■ **DESCRIPTION OF THE TASK**:
Starting at the first line of the records and ending at the line that contains "[(232, 109)]", output every line as a numbered list, omitting any blank lines.
━━━ MATERIAL FOR THE TASK
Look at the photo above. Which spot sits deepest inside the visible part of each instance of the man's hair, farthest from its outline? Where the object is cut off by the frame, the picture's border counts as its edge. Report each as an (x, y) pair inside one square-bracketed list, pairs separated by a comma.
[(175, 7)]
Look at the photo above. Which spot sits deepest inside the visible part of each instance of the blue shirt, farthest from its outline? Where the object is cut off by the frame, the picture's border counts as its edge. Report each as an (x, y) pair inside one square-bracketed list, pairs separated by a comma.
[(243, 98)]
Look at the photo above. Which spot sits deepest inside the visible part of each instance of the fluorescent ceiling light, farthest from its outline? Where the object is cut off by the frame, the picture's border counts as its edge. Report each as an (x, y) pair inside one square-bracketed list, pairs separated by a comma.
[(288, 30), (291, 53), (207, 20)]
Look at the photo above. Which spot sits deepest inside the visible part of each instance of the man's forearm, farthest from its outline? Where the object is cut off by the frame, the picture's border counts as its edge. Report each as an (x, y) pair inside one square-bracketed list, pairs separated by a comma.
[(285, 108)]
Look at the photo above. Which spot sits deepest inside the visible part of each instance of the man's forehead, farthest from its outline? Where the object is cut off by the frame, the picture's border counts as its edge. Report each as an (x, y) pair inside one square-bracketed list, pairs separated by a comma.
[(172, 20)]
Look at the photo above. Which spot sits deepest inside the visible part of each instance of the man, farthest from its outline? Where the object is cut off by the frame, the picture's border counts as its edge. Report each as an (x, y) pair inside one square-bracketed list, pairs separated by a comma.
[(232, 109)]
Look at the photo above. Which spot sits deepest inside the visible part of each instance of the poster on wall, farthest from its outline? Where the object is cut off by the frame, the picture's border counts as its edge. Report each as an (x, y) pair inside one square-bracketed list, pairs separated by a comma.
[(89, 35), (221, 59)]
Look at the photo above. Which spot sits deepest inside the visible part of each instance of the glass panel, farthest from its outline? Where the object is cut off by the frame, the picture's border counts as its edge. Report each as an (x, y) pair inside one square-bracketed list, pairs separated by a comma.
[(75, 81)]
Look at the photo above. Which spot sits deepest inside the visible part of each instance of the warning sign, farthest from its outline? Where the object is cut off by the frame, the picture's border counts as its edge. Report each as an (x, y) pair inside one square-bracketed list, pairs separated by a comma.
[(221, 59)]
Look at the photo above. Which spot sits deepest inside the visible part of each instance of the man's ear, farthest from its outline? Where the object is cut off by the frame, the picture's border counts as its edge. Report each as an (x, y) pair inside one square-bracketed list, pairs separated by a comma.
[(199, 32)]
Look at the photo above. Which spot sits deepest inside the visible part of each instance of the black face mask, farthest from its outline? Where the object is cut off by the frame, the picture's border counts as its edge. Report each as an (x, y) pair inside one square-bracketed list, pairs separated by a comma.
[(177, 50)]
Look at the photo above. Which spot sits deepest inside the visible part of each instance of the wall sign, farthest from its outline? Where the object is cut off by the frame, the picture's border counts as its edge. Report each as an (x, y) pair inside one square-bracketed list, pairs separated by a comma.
━━━━━━
■ **WRITTEN REPLY**:
1. Look at the photo above. Which spot sits deepest inside the visible part of each instance of the man's hair, farthest from its outline? Where the object is cut off by the frame, the picture's border counts as its edge. Report each as an (x, y) pair inside one square-bracketed list, pairs separated by a comma.
2. [(175, 7)]
3. Look at the photo above. Which spot sits deepest inside the visible part of each instance of the blue shirt, farthest from its outline? Where the object is cut off by the frame, the picture's border counts as its edge. Report each as an (x, y) pair inside one square-bracketed list, pairs separated by a comma.
4. [(243, 98)]
5. Look at the photo above. Which spot sits deepest inside the visible part of each instance of the fluorescent ceiling light, farthest from its outline? Where the object is cut off by the frame, the picture's border counts as its edge. Report each as an (x, y) pair inside one square-bracketed list, pairs separated by a comma.
6. [(288, 30), (291, 53), (207, 20)]
7. Look at the photo above. Which spot sits deepest inside the visible part of each instance of the man's forearm, farthest from its outline? Where the object is cut off by the frame, the picture's border counts as its edge. Report each as an (x, y) pair inside one square-bracketed list, pairs separated by a comma.
8. [(285, 108)]
9. Look at the photo above. Which spot sits deepest inside the visible part of each instance of the man's forehead, farthest from its outline? Where the object is cut off by the frame, the picture's border counts as its edge. Report each as an (x, y) pair inside one square-bracketed list, pairs separated by a comma.
10. [(172, 20)]
11. Look at the photo above. Which spot sits deepest inside the visible part of each instance of the man, farthest from its outline? Where the object is cut off by the frame, the picture's border counts as its edge. Report each as an (x, y) pair inside one square-bracketed list, pairs separated by a comma.
12. [(232, 109)]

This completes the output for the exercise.